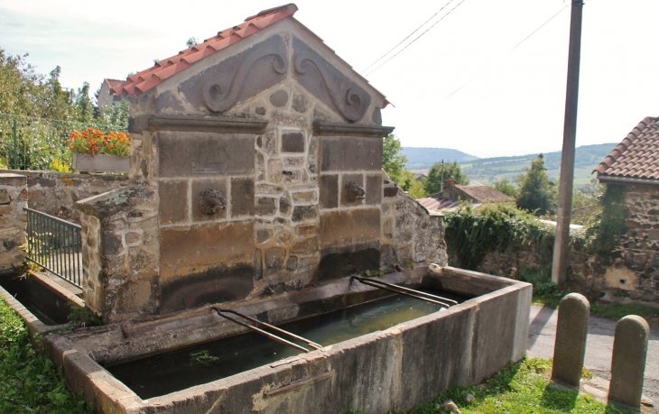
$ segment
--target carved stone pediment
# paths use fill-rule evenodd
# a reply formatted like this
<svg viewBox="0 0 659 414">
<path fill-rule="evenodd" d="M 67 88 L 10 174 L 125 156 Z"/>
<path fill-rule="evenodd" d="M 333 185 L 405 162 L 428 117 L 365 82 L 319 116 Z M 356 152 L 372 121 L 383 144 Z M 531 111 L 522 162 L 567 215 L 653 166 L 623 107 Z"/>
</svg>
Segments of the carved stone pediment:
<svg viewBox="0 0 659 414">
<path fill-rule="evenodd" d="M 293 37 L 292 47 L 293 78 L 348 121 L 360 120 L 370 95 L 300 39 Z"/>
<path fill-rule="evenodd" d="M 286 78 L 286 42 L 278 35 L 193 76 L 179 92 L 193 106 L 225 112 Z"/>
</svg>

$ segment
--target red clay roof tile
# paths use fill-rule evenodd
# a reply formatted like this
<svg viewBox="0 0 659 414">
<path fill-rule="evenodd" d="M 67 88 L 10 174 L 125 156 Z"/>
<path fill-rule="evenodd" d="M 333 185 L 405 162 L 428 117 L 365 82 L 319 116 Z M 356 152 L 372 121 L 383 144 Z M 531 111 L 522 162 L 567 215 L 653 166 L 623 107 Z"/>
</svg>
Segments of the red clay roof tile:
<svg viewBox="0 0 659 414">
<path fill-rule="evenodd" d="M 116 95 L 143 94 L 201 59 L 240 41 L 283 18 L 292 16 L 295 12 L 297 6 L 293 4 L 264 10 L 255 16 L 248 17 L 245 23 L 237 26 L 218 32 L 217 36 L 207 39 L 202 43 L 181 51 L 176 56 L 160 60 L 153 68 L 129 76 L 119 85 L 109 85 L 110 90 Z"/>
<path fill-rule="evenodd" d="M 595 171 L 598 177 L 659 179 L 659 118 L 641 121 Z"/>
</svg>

________________________________________

Reproduce the listing above with "a reply formatted like this" swapped for "output in this format" everywhere it occurs and every other line left as is. Omit the pictures.

▶ Result of this task
$ segment
--target carved stone pediment
# paths use fill-rule evenodd
# output in this format
<svg viewBox="0 0 659 414">
<path fill-rule="evenodd" d="M 67 88 L 10 174 L 125 156 Z"/>
<path fill-rule="evenodd" d="M 333 185 L 405 162 L 428 117 L 365 82 L 319 116 Z M 356 152 L 372 121 L 383 144 Z M 531 111 L 522 162 L 567 215 L 653 166 L 623 107 Z"/>
</svg>
Segments of the carved stone pediment:
<svg viewBox="0 0 659 414">
<path fill-rule="evenodd" d="M 293 37 L 292 47 L 293 78 L 348 121 L 360 120 L 370 95 L 300 39 Z"/>
<path fill-rule="evenodd" d="M 286 78 L 286 42 L 278 35 L 193 76 L 179 92 L 193 106 L 225 112 Z"/>
</svg>

$ segment
--target red clay roof tile
# paths use fill-rule evenodd
# output in this format
<svg viewBox="0 0 659 414">
<path fill-rule="evenodd" d="M 67 88 L 10 174 L 125 156 Z"/>
<path fill-rule="evenodd" d="M 333 185 L 405 162 L 428 117 L 365 82 L 319 116 Z M 356 152 L 372 121 L 383 144 Z M 531 111 L 522 162 L 567 215 L 653 166 L 623 107 Z"/>
</svg>
Segments of the red clay roof tile:
<svg viewBox="0 0 659 414">
<path fill-rule="evenodd" d="M 116 95 L 143 94 L 201 59 L 240 41 L 283 18 L 292 16 L 295 12 L 297 6 L 293 4 L 264 10 L 255 16 L 248 17 L 245 23 L 237 26 L 218 32 L 217 36 L 207 39 L 202 43 L 181 51 L 176 56 L 160 60 L 153 68 L 129 76 L 119 85 L 109 85 L 110 90 Z"/>
<path fill-rule="evenodd" d="M 595 171 L 598 177 L 659 179 L 659 118 L 641 121 Z"/>
</svg>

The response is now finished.